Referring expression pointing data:
*** Block opens ***

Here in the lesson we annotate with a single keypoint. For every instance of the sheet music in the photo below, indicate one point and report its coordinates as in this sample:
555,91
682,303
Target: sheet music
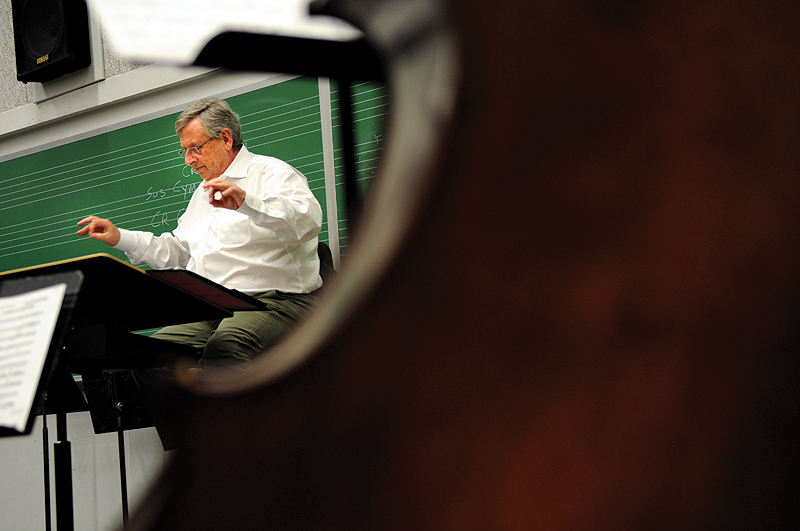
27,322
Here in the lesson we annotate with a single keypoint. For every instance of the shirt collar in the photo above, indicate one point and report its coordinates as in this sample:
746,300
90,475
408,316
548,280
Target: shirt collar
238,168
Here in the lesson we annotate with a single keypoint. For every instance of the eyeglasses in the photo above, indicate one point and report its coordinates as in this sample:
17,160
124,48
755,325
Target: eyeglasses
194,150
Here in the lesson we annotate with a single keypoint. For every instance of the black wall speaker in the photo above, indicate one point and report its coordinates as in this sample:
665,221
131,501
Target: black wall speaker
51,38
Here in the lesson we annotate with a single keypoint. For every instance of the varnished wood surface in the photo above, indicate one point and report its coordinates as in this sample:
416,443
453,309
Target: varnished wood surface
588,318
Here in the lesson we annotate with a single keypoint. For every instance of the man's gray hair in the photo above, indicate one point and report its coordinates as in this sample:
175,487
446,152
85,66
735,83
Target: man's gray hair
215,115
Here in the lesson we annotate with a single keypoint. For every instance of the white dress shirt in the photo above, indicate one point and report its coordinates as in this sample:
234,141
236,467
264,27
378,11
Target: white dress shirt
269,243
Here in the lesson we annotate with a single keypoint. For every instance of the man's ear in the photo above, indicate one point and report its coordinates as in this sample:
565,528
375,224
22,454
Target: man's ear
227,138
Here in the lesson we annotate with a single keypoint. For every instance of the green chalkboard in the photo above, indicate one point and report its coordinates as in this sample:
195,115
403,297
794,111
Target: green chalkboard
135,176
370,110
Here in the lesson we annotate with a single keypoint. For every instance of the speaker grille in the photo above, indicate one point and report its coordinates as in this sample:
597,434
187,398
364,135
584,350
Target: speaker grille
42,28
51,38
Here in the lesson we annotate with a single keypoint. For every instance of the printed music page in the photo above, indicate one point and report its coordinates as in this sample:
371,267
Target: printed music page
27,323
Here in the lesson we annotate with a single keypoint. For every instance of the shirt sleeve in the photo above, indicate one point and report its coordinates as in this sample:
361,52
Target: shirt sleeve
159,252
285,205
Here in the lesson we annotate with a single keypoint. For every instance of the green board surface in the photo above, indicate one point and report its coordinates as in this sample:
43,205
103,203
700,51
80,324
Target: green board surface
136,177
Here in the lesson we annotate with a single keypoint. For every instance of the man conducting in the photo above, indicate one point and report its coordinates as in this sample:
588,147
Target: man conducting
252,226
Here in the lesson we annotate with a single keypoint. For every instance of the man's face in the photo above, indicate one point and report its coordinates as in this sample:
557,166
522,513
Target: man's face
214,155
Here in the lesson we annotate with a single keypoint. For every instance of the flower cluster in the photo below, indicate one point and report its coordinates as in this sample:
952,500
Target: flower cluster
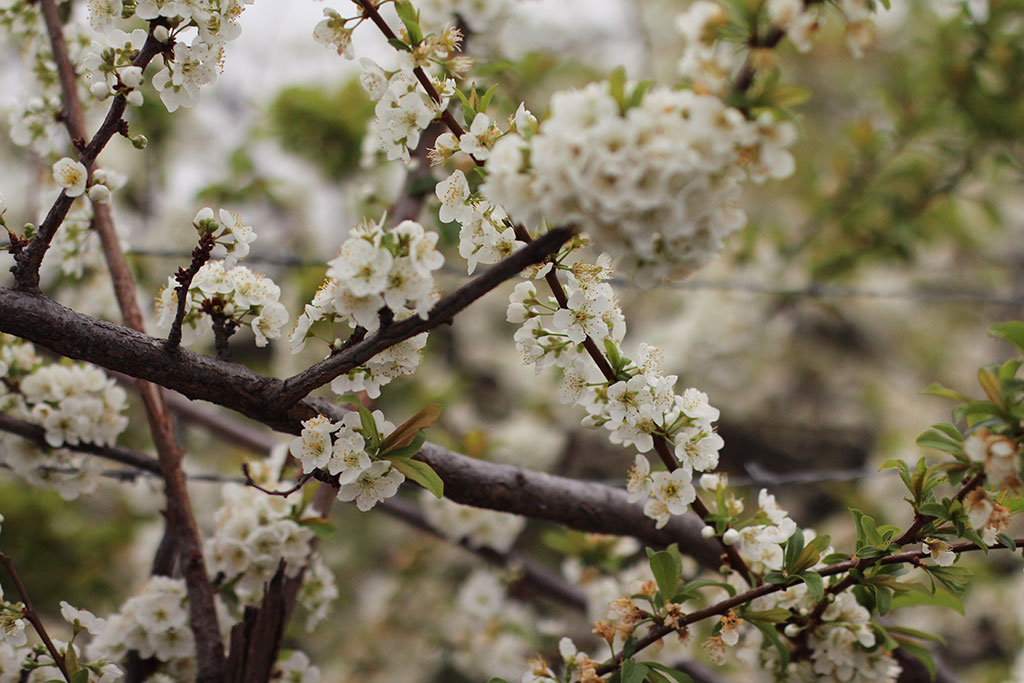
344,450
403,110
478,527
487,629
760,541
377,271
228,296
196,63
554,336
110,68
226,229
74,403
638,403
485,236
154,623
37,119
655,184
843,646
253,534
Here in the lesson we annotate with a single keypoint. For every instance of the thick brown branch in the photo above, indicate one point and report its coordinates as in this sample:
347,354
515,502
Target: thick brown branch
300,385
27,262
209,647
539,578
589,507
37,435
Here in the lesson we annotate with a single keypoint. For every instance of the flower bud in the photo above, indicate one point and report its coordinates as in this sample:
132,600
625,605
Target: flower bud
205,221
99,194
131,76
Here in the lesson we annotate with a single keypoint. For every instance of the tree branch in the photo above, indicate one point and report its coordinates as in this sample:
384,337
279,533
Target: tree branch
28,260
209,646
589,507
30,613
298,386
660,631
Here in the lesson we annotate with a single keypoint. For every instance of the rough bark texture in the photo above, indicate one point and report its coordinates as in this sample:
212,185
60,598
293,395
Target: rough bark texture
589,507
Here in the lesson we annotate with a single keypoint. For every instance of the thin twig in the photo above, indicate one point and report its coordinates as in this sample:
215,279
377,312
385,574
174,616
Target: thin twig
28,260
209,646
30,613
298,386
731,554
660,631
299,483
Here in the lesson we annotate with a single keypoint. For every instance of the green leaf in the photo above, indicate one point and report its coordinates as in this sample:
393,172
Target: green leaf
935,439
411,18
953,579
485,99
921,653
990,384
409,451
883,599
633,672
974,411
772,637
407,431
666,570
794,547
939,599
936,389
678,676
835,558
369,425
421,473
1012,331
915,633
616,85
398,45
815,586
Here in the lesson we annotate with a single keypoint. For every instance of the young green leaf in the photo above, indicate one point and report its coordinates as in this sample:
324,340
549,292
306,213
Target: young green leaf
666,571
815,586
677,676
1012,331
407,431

*** Block closes ***

Among the lines of the data, which ones contain the word "below"? Show them.

EXERCISE RESPONSE:
Here in the lesson we annotate with a single keypoint. For every instance of the sheet music in the photo below, indicate one point and report its coordinates as in this sample:
Here in the lesson we annotate with a single keypoint. For every instance of the flower cluster in the photo below, indicate one point and report its coordinates as in this sample:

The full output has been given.